**Enunciado a:**
Segundo o texto sobre a contagem de prazos nos Juizados Especiais, em que cidade foi marcado o encontro do FONAJE?

Confesso que esta visão me vem constantemente, com letargia. A advocacia tem dessas coisas, superamos pesadelos cotidianos, e devo lhes dizer que me valho muitas vezes desta coluna como uma forma de catarse, colocando para fora as frustrações e a sensação de impotência sobre os improvisos que acontecem nesse (sub)mundo hermético, onde parecem existir apenas “Jotas” maiúsculos.
Um desses dias, em que me senti assim, foi 21 de junho de 2016, dia da coluna “Prazos nos Juizados Especiais em dias corridos: não esperávamos por esta do FONAJE”, na qual relatei como a Justiça tentava empurrar ao jurisdicionado a ideia de que o Novo CPC, no que tange à contagem de prazos em dias úteis, não seria aplicável aos Juizados Especiais Cíveis (CPC/2015, art. 219).
Ora: (a) o Novo CPC entrou em vigor em março de 2016, prevendo expressamente tal norma; (b) os Juizados Especiais Cíveis não possuem norma específica indicando o modo de contagem de prazos; e (c) historicamente sempre buscaram aplicação subsidiária do CPC neste quadrante. No entanto, por um ato voluntário, em algum momento, alguém, ou alguéns, decidiram refutar o evidente, negando a contagem de prazos em dias úteis nos processos sob competência dos Juizados Especiais Cíveis. Assim relatei o caso:
“Tudo começou com ato administrativo da Corregedoria de Justiça do Conselho Nacional de Justiça, mantido pelo Encontro do Colégio Permanente de Corregedores-Gerais dos Tribunais de Justiça do Brasil (Encoge), conforme carta de Cuiabá. No “calor” dos acontecimentos, desta “mudança brusca de leis”, era natural que questões dessa natureza pudessem surgir, mas que fossem corrigidas com o tempo. Boas, portanto, eram as expectativas para o encontro do Fórum Nacional dos Juizados Especiais – FONAJE marcado para a bela cidade de Maceió, nos dias 08, 09 e 10 de junho de 2016. O resultado saiu frustrante, especialmente depois de excelentes trabalhos feitos por outros órgãos compostos de membros do Judiciário, especialmente FONAJEF e ENFAM. Os congressistas de Maceió, ao argumento de buscarem a “celeridade” necessária aos Juizados Especiais, entenderam que os prazos das causas que tramitam perante estes órgãos jurisdicionais devem continuar a seguir o parâmetro do Código revogado, contagem de prazos em dias corridos”.
O que se sucedeu foi a mais absoluta escuridão, a qual impediu inclusive que o artigo 926 do Código de Processo Civil fosse enxergado. Cada juiz, uma Justiça. Injusta. Impedir que a parte e seus advogados possam saber, com segurança e previsibilidade, como devem ser contados seus prazos é lhes privar o que mais há de fundamental no processo civil. Especialmente diante da constatação de que o problema, supostamente hermenêutico, nunca foi um problema.

**Enunciado b:**
Substitua "white" por "pale" na parte dos registros que vai do início até a linha que contém "[42,174,158,220]", inclusive, sem alterar mais nada. Apresente somente essas linhas.

(Dados registrados)
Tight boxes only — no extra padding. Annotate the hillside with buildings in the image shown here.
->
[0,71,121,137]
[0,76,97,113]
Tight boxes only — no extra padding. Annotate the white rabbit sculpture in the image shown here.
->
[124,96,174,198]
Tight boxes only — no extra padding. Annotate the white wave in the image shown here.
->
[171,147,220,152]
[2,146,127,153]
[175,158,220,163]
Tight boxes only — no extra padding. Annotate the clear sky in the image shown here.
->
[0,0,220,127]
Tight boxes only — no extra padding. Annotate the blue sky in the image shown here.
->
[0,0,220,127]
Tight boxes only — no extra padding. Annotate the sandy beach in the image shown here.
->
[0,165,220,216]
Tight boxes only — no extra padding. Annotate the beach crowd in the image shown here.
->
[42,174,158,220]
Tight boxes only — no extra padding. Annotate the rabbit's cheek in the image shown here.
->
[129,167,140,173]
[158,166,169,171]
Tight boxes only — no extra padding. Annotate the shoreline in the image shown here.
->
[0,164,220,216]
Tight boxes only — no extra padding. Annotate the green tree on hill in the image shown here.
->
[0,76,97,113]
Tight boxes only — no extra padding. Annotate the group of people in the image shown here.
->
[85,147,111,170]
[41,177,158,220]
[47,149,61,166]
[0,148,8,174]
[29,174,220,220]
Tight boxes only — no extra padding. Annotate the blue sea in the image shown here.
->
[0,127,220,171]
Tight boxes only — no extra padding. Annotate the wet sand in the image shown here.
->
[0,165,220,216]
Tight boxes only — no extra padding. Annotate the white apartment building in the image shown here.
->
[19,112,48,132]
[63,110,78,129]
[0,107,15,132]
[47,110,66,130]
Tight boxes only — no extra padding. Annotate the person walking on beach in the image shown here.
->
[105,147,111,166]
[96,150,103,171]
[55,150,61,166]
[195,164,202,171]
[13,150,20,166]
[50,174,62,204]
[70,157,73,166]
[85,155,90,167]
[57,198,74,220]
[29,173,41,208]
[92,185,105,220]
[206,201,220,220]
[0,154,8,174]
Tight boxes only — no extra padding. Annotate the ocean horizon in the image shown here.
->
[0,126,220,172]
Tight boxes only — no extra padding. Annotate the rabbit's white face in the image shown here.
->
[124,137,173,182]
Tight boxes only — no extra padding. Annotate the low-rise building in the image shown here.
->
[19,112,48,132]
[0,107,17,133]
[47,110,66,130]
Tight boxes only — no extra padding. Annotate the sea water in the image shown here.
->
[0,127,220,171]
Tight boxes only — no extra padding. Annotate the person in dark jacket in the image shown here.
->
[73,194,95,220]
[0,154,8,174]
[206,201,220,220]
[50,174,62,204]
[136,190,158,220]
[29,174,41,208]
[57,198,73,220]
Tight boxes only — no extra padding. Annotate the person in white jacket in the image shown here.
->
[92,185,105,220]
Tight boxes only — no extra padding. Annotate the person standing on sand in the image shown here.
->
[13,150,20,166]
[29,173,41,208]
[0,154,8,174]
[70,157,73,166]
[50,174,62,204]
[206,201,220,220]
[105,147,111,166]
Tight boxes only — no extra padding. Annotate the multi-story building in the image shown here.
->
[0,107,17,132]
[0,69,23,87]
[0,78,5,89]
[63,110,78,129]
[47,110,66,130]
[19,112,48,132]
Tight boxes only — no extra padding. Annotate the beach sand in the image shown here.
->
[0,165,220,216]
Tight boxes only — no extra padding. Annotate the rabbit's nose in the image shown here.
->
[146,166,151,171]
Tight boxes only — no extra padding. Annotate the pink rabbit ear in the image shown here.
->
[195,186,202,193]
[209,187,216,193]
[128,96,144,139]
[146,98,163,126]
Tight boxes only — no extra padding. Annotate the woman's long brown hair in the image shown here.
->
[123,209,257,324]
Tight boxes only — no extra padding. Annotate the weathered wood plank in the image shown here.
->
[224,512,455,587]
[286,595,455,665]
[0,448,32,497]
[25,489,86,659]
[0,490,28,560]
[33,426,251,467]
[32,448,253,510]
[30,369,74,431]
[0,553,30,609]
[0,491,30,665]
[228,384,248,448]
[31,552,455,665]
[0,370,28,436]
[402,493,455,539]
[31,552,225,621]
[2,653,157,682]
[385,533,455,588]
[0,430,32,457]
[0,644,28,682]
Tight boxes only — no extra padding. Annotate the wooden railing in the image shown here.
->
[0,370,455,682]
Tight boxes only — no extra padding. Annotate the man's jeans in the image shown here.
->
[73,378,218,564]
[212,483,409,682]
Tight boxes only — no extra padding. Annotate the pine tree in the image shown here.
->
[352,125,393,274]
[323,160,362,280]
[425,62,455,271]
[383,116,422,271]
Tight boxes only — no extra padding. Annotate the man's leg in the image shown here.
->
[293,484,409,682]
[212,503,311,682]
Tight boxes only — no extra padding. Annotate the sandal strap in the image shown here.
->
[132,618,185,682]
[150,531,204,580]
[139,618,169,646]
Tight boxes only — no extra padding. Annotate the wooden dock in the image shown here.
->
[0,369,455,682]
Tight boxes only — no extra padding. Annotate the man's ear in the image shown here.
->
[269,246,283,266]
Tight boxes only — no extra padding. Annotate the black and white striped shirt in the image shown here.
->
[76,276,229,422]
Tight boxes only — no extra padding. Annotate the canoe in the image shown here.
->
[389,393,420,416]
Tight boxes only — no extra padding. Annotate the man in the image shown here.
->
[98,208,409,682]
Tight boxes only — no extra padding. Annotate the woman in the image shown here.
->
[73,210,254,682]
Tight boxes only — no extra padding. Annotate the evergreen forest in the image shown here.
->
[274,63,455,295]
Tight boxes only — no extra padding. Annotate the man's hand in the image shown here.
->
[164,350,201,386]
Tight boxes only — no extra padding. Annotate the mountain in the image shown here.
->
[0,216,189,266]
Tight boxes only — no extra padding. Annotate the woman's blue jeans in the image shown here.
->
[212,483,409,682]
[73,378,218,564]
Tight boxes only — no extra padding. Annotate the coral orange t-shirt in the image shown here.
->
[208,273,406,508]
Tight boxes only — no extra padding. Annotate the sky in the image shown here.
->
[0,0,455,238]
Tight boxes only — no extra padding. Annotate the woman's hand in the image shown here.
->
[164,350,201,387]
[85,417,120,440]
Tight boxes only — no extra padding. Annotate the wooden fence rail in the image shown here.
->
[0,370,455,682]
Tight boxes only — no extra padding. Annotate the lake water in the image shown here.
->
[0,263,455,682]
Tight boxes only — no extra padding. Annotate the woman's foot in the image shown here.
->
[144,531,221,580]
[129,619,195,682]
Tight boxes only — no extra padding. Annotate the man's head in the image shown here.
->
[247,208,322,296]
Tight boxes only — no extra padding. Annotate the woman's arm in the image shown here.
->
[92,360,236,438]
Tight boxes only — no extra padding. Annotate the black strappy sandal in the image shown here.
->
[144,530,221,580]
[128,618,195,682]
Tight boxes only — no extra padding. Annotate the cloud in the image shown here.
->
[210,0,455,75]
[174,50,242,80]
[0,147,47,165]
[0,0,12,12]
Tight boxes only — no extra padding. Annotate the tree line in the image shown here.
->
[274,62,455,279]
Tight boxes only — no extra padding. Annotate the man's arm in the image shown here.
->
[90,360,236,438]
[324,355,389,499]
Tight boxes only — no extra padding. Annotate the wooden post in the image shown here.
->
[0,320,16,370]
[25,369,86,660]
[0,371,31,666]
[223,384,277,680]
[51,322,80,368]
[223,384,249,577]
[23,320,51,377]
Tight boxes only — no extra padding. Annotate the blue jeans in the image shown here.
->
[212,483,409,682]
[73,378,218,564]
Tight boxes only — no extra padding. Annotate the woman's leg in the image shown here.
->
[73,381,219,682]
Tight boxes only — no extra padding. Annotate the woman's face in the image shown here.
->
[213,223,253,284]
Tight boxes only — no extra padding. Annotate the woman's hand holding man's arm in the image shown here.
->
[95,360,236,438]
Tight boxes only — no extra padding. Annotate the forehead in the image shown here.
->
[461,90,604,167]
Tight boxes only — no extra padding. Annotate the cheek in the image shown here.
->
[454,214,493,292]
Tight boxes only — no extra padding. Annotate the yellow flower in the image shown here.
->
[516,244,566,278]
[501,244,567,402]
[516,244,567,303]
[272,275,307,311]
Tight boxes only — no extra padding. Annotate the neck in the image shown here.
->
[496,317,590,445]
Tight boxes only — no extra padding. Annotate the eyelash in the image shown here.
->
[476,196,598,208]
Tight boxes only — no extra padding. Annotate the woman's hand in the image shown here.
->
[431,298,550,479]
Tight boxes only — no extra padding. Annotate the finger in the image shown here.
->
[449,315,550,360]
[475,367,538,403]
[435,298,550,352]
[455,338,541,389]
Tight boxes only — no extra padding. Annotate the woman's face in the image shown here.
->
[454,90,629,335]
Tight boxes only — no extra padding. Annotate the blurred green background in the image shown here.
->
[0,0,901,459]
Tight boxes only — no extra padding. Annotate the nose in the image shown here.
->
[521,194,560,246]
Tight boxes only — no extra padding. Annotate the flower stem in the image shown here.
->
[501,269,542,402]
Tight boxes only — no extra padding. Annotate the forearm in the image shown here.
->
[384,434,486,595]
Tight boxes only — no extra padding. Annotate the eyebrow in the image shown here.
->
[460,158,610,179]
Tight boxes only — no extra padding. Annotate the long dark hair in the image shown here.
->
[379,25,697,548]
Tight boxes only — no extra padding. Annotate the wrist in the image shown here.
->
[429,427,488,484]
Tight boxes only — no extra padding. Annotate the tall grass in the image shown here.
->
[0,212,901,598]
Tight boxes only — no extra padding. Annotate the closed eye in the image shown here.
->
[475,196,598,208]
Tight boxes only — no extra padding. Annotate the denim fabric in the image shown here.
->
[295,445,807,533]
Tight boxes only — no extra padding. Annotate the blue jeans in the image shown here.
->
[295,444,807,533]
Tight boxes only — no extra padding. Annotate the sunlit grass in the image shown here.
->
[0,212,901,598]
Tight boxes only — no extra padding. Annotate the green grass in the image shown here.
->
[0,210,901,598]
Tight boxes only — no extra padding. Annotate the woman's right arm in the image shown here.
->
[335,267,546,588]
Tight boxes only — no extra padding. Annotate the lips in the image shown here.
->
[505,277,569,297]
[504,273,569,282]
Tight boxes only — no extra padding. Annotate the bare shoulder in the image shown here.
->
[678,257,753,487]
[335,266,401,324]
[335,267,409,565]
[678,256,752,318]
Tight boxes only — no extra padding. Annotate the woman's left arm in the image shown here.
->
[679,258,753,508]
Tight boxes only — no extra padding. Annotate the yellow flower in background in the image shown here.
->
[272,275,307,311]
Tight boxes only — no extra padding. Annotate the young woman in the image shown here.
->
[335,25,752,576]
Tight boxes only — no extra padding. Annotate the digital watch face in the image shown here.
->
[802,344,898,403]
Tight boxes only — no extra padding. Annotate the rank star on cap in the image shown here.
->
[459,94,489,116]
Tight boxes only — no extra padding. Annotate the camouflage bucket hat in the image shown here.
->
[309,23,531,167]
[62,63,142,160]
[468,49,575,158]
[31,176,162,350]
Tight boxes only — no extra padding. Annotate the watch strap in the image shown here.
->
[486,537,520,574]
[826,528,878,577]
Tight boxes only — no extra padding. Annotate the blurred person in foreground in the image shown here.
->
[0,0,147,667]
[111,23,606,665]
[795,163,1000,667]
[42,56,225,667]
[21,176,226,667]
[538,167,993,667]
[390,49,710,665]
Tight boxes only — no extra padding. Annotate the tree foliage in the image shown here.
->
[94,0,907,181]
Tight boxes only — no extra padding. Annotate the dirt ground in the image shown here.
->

**Resposta final a:**
Maceió.

**Resposta final b:**
Tight boxes only — no extra padding. Annotate the hillside with buildings in the image shown here.
->
[0,71,121,137]
[0,76,97,113]
Tight boxes only — no extra padding. Annotate the pale rabbit sculpture in the image shown here.
->
[124,96,174,198]
Tight boxes only — no extra padding. Annotate the pale wave in the image shown here.
->
[171,147,220,152]
[2,146,127,153]
[175,158,220,163]
Tight boxes only — no extra padding. Annotate the clear sky in the image shown here.
->
[0,0,220,127]
Tight boxes only — no extra padding. Annotate the blue sky in the image shown here.
->
[0,0,220,127]
Tight boxes only — no extra padding. Annotate the sandy beach in the image shown here.
->
[0,165,220,216]
Tight boxes only — no extra padding. Annotate the beach crowd in the image shown here.
->
[42,174,158,220]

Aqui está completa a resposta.